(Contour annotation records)
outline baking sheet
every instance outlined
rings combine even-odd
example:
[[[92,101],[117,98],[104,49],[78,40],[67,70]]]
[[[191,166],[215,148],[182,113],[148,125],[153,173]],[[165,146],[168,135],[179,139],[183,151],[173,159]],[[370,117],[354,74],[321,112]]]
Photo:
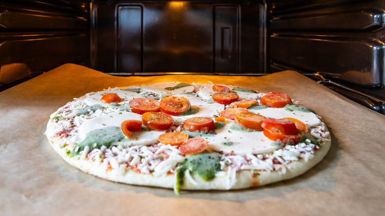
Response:
[[[85,93],[167,81],[281,91],[323,116],[328,153],[305,174],[265,186],[182,191],[110,182],[63,160],[43,133],[49,115]],[[66,64],[0,92],[0,215],[379,215],[385,213],[385,116],[296,72],[262,77],[122,77]]]

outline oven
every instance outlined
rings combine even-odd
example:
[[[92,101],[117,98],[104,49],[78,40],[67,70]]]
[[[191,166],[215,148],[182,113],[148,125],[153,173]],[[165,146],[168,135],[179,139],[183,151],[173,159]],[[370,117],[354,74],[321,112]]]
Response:
[[[1,91],[68,63],[120,76],[290,70],[385,114],[384,1],[0,4]]]

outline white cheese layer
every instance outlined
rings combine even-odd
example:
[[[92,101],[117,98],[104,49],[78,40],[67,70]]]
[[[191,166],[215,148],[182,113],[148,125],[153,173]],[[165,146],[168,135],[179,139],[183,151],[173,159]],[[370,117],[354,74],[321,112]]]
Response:
[[[79,135],[83,140],[87,133],[98,129],[101,129],[109,126],[120,127],[120,124],[129,119],[142,120],[141,115],[130,112],[114,112],[106,115],[96,117],[85,121],[79,128]],[[128,141],[119,143],[122,146],[131,146],[153,144],[157,142],[158,138],[165,131],[150,130],[150,131],[141,131],[140,132],[132,132],[135,135]]]
[[[317,115],[311,112],[301,111],[289,111],[284,108],[266,108],[262,109],[249,109],[249,112],[259,114],[265,117],[274,118],[290,117],[296,118],[304,122],[308,128],[317,126],[321,123],[321,120]]]
[[[281,145],[274,142],[264,135],[262,131],[247,132],[233,130],[233,122],[228,123],[222,129],[216,130],[217,135],[205,137],[208,142],[208,148],[225,153],[233,152],[237,154],[256,154],[276,150]]]
[[[100,101],[100,99],[103,97],[103,95],[105,95],[106,94],[116,94],[117,95],[117,96],[122,100],[121,102],[118,103],[121,105],[124,104],[128,104],[128,102],[134,98],[143,97],[143,96],[136,92],[121,90],[113,90],[109,91],[103,91],[96,92],[93,95],[86,97],[84,99],[79,99],[79,100],[85,103],[88,106],[98,104],[104,107],[108,107],[108,104],[106,104]]]
[[[175,87],[179,83],[180,83],[179,82],[164,82],[152,85],[143,85],[140,87],[142,88],[142,91],[158,94],[161,98],[176,94],[191,93],[193,92],[195,89],[195,87],[193,85],[189,85],[172,90],[166,89],[166,88]]]

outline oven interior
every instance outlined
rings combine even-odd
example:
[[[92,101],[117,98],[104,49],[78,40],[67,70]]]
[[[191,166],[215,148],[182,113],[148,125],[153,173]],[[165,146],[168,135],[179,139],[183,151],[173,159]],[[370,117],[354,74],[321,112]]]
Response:
[[[385,114],[383,0],[0,5],[0,91],[69,63],[122,76],[292,70]]]

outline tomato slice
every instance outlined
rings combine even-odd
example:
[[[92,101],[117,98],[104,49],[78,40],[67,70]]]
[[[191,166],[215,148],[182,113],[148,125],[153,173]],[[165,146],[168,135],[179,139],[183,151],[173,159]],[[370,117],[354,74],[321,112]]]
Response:
[[[120,124],[121,130],[128,138],[134,136],[131,131],[140,132],[142,130],[142,122],[138,120],[126,120]]]
[[[258,101],[255,99],[244,100],[233,104],[231,108],[248,108],[253,104],[258,103]]]
[[[183,129],[192,132],[208,133],[215,130],[214,120],[208,117],[193,117],[185,120]]]
[[[152,98],[134,98],[129,102],[132,112],[142,114],[147,112],[158,112],[160,110],[159,102]]]
[[[122,101],[122,100],[121,98],[116,94],[107,94],[104,95],[102,97],[102,99],[100,99],[100,101],[106,104],[120,103]]]
[[[160,110],[171,115],[178,115],[190,108],[189,99],[183,97],[169,96],[160,100]]]
[[[231,108],[222,110],[221,111],[221,113],[219,113],[219,115],[226,118],[233,120],[234,118],[235,117],[235,114],[238,112],[247,112],[249,110],[246,108]]]
[[[230,92],[230,89],[226,86],[220,85],[214,85],[213,91],[214,92]]]
[[[297,133],[296,125],[292,121],[284,118],[267,118],[261,125],[264,129],[286,135]]]
[[[172,125],[172,117],[163,112],[148,112],[142,115],[142,123],[154,130],[162,131],[167,130]]]
[[[296,118],[290,118],[289,117],[283,118],[289,119],[290,121],[294,122],[294,124],[296,125],[297,129],[300,130],[300,131],[305,132],[308,130],[308,127],[306,126],[306,124]]]
[[[294,144],[298,142],[303,134],[302,132],[298,131],[295,134],[287,135],[264,129],[264,135],[273,141],[279,142],[284,144]]]
[[[207,147],[207,141],[201,137],[194,137],[185,141],[179,146],[179,151],[182,154],[196,154]]]
[[[291,104],[291,99],[288,95],[282,92],[271,92],[265,95],[261,99],[260,103],[274,108],[282,108]]]
[[[251,112],[238,112],[235,114],[234,122],[247,128],[259,131],[263,130],[261,124],[265,118],[263,115]]]
[[[189,138],[189,135],[182,132],[169,132],[159,136],[158,141],[171,145],[179,145]]]
[[[239,97],[235,93],[231,92],[221,92],[213,94],[213,100],[216,103],[227,105],[236,101]]]

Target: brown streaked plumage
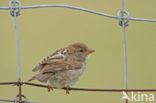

• **Problem requirements**
Reproduce all of the material above word for word, leaving out the pictures.

• **Full solution**
outline baking sheet
every instance outlined
rings combine even-odd
example:
[[[92,101],[117,98],[104,49],[78,40],[67,70]]]
[[[191,166],[215,148],[182,113],[148,125],[153,173]],[[165,146],[168,135],[179,139],[183,151],[173,159]],[[370,117],[354,74],[321,112]]]
Photo:
Response:
[[[85,93],[167,81],[281,91],[323,116],[328,153],[305,174],[265,186],[182,191],[110,182],[63,160],[43,133],[49,115]],[[66,64],[0,92],[0,215],[379,215],[385,213],[385,116],[296,72],[262,77],[122,77]]]

outline oven
every instance outlined
rings combine even-odd
example:
[[[92,101],[117,98],[104,49],[78,40],[67,70]]]
[[[191,166],[215,148],[182,113],[148,125],[153,173]],[[165,146],[168,135],[179,139],[183,151],[173,159]],[[370,117],[354,74],[321,112]]]
Response:
[[[1,91],[68,63],[120,76],[290,70],[385,114],[384,1],[0,4]]]

outline white cheese layer
every instance outlined
rings combine even-odd
example:
[[[92,101],[117,98],[104,49],[78,40],[67,70]]]
[[[191,166],[215,148],[182,113],[148,125],[153,173]],[[165,146],[168,135],[179,139],[183,151],[173,159]],[[370,117],[354,74],[321,112]]]
Response:
[[[79,135],[83,140],[87,133],[98,129],[101,129],[109,126],[120,127],[120,124],[129,119],[142,120],[141,115],[130,112],[114,112],[106,115],[96,117],[85,121],[79,128]],[[128,141],[119,143],[122,146],[131,146],[153,144],[157,142],[158,138],[165,131],[150,130],[150,131],[141,131],[140,132],[132,132],[135,135]]]
[[[317,115],[311,112],[301,111],[289,111],[284,108],[266,108],[262,109],[249,109],[249,112],[259,114],[265,117],[274,118],[290,117],[296,118],[304,122],[308,128],[317,126],[321,123],[321,120]]]
[[[281,145],[274,142],[264,135],[262,131],[247,132],[233,130],[233,122],[228,123],[222,129],[216,130],[217,135],[205,137],[208,142],[208,148],[225,153],[233,152],[237,154],[256,154],[276,150]]]
[[[100,101],[100,99],[103,97],[103,95],[105,95],[106,94],[116,94],[117,95],[117,96],[122,100],[121,102],[118,103],[121,105],[124,104],[128,104],[128,102],[134,98],[143,97],[143,96],[136,92],[121,90],[113,90],[109,91],[103,91],[96,92],[93,95],[86,97],[84,99],[79,99],[79,100],[85,103],[88,106],[98,104],[104,107],[108,107],[108,104],[106,104]]]
[[[175,87],[179,83],[180,83],[179,82],[164,82],[152,85],[143,85],[140,87],[142,88],[142,91],[158,94],[161,98],[176,94],[191,93],[193,92],[195,89],[195,87],[193,85],[189,85],[172,90],[166,89],[166,88]]]

outline oven interior
every instance outlined
rings combine even-odd
example:
[[[92,101],[117,98],[104,49],[78,40],[67,70]]]
[[[191,166],[215,148],[182,113],[148,125],[153,173]],[[165,146],[168,135],[179,139],[183,151],[173,159]],[[370,117],[354,74],[321,112]]]
Response:
[[[385,114],[383,0],[0,5],[0,91],[69,63],[122,76],[292,70]]]

outline tomato slice
every instance outlined
rings combine even-odd
example:
[[[92,101],[117,98],[104,49],[78,40],[67,70]]]
[[[191,166],[215,148],[182,113],[148,125],[153,173]],[[165,146],[168,135],[179,139],[183,151],[173,159]],[[370,117],[354,74],[321,112]]]
Response:
[[[120,124],[121,130],[128,138],[134,136],[131,131],[140,132],[142,130],[142,122],[138,120],[126,120]]]
[[[258,101],[255,99],[244,100],[233,104],[231,108],[248,108],[253,104],[258,103]]]
[[[183,129],[192,132],[208,133],[215,130],[214,120],[208,117],[193,117],[185,120]]]
[[[152,98],[134,98],[129,102],[132,112],[142,114],[147,112],[158,112],[160,110],[159,102]]]
[[[122,101],[122,100],[121,98],[116,94],[107,94],[104,95],[102,97],[102,99],[100,99],[100,101],[106,104],[120,103]]]
[[[160,110],[171,115],[178,115],[190,108],[189,99],[183,97],[169,96],[160,100]]]
[[[231,108],[222,110],[221,111],[221,113],[219,113],[219,115],[226,118],[233,120],[234,118],[235,117],[235,114],[238,112],[247,112],[249,110],[246,108]]]
[[[230,92],[230,89],[226,86],[220,85],[214,85],[213,91],[214,92]]]
[[[297,133],[296,125],[292,121],[284,118],[267,118],[261,125],[264,129],[286,135]]]
[[[172,125],[172,117],[163,112],[148,112],[142,115],[142,123],[154,130],[162,131],[167,130]]]
[[[296,118],[290,118],[289,117],[283,118],[289,119],[290,121],[294,122],[294,124],[296,125],[297,129],[300,130],[300,131],[305,132],[308,130],[308,127],[306,126],[306,124]]]
[[[294,144],[298,142],[303,134],[302,132],[298,131],[295,134],[287,135],[264,129],[264,135],[273,141],[279,142],[284,144]]]
[[[207,147],[207,141],[201,137],[194,137],[185,141],[179,146],[179,151],[182,154],[196,154]]]
[[[291,104],[291,99],[288,95],[282,92],[271,92],[265,95],[261,99],[260,103],[274,108],[282,108]]]
[[[251,112],[238,112],[235,114],[234,122],[247,128],[259,131],[263,130],[261,124],[265,118],[263,115]]]
[[[189,138],[189,135],[182,132],[169,132],[159,136],[158,141],[171,145],[179,145]]]
[[[239,97],[235,93],[231,92],[221,92],[213,94],[213,100],[216,103],[227,105],[236,101]]]

Target: brown streaked plumage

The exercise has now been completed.